• RECORD SET:

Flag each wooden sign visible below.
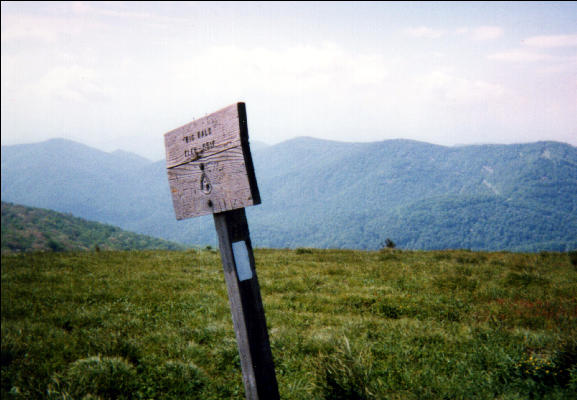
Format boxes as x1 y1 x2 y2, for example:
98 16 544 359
164 102 279 400
164 102 260 220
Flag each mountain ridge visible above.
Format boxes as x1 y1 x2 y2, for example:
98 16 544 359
2 137 576 251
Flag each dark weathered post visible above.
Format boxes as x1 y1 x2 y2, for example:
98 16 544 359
213 208 278 399
164 103 279 400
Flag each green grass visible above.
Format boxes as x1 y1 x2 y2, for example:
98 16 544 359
2 249 576 399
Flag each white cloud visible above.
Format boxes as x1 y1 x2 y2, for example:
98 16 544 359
1 14 63 42
404 26 445 39
454 26 503 40
523 34 577 48
170 43 390 96
417 70 506 104
0 12 103 43
472 26 504 41
32 65 112 102
70 1 188 30
488 50 553 63
350 54 390 85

• EXERCISE DESCRIPTION:
Copy out every line of the data above, taking care to leave the pictures out.

• SOLUTION TO THIS EXERCISE:
Flag each wooden sign visible below.
Format boxes as x1 y1 x2 y2, for example:
98 16 544 359
164 102 279 400
164 102 260 220
Flag each mountain ridge visible above.
Format boxes as x1 y1 x2 y2, for example:
98 16 544 359
2 137 576 251
Flag each dark weathered post visible above.
Format boxes as x1 y1 x2 y2, for example:
98 16 544 359
213 208 278 399
164 103 279 400
Flag each green grass visible above.
Format boxes as x1 y1 x2 y2, for example:
98 16 544 359
2 249 576 399
Flag each white cloud visible above.
Format boxes as x1 y1 x2 y2, for example:
98 16 544 359
1 14 63 42
404 26 445 39
454 26 503 40
523 34 577 48
170 43 390 96
417 70 506 104
0 12 103 43
472 26 504 41
32 65 112 102
70 1 188 30
488 50 553 63
350 54 390 85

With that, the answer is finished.